AIM 1 –
In the passage on United award stopovers, how many miles does an economy flight from Shanghai to Los Angeles cost?
AIM 2 –
Reproduce word for word the part of the passage on United award stopovers that runs from "If I booked" up to and including "should be easy.".

DOCUMENT SEGMENT –
In certain cases, though, you can add a stopover to your planned oneway award and even decrease the miles price.

Let use a sample itinerary to illustrate what I mean: Say you want to go from Los Angeles to Shanghai with a stop in Frankfurt.

United does not allow stopovers on oneway awards, so ordinarily this would price as two awards: Los Angeles to Frankfurt and Frankfurt to Shanghai.

In business class those trips are 50,000 miles and 65,000 miles.

If you try to book these two separately or as a oneway with a stopover, that would cost you 115,000 miles!

The trick is to book this as a roundtrip flight and tack on a flight later on in the year even if you know you won’t take it. This flight should be in economy because Shanghai to Los Angeles in economy is only 32,500 miles. If we’re not flying the flight, let’s at least make it as cheap as possible.

How can spending 32,500 miles on a flight we aren’t flying save us miles?

Because a one way business class flight from Los Angeles to Shanghai is 60,000 miles. If we make it a roundtrip where the outbound is 60,000 and the “return” is 32,500, this itinerary can be had for 92,500 miles instead on 115,000.

The reason Los Angeles to Shanghai was pricing at 115,000 miles earlier was the stop in Frankfurt split the award into two expensive awards. As a roundtrip, we are allowed a stop in Frankfurt, and we are allowed to route to Asia via Europe.

All we have to do is find a “return” day to make our “roundtrip” work.

After you find your flights, just call up United at 1-800-UNITED-1 and put these flights together if you can’t book the award online, which may be difficult because the online pricing engine give a lot of error messages.

Bonus

If I booked one of these awards, I would be on the lookout for changes to me phantom “return.” If changes occurred, I would do nothing at first. After flying to Shanghai, I would then call United to cancel the rest of the award because of the changes to the schedule. Talking your way into a refund of the 32,500 miles for the return should be easy.

To maximize your chances of a favorable change for you, book the return for 11 months out to give the schedule plenty of time to change.

DATA ENTRIES –
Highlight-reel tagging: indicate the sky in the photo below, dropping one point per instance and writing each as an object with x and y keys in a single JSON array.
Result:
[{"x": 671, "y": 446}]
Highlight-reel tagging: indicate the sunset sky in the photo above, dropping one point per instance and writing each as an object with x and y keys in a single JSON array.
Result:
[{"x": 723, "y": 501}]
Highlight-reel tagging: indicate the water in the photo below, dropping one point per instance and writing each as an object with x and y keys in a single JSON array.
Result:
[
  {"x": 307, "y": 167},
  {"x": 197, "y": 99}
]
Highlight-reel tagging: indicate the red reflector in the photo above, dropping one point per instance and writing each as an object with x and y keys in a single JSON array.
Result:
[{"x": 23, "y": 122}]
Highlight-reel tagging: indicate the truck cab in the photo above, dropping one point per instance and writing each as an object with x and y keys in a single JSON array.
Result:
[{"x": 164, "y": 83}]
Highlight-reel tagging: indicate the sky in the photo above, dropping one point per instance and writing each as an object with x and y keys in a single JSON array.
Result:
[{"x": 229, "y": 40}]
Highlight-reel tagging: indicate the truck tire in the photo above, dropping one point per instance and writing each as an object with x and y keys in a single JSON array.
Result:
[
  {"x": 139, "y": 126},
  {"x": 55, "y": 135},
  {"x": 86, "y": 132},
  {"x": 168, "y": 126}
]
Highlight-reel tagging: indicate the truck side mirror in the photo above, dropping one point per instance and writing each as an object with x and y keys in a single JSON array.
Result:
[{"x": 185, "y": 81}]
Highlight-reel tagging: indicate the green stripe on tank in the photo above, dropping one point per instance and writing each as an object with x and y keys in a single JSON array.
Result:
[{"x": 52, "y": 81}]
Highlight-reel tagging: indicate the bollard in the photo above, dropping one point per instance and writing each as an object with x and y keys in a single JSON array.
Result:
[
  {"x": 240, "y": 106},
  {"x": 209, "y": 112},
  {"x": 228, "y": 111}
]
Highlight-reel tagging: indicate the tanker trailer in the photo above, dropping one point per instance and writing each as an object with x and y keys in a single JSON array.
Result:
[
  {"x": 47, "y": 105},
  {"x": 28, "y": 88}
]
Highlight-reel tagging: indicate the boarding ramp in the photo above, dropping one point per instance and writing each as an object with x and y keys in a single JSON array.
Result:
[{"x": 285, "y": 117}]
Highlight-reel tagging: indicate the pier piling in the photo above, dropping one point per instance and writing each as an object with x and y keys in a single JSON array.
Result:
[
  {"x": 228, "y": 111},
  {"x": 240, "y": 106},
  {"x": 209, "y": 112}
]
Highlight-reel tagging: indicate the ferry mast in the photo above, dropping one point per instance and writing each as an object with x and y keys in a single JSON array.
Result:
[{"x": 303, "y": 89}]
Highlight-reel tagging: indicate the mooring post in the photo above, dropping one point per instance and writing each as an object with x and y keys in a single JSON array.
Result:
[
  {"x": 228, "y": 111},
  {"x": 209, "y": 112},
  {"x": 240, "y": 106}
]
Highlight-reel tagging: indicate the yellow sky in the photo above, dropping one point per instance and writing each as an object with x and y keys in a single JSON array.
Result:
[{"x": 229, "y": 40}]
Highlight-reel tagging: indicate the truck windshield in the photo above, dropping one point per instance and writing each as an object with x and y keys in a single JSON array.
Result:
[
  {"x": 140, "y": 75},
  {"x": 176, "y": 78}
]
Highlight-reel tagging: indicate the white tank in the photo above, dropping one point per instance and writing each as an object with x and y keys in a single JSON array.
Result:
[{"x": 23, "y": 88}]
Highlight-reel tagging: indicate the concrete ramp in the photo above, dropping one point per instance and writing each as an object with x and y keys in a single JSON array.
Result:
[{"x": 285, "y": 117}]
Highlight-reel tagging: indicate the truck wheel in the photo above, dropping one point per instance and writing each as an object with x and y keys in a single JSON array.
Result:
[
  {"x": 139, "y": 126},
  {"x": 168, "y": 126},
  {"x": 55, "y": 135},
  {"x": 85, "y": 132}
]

TASK ANSWER 1 –
32,500 miles.

TASK ANSWER 2 –
If I booked one of these awards, I would be on the lookout for changes to me phantom “return.” If changes occurred, I would do nothing at first. After flying to Shanghai, I would then call United to cancel the rest of the award because of the changes to the schedule. Talking your way into a refund of the 32,500 miles for the return should be easy.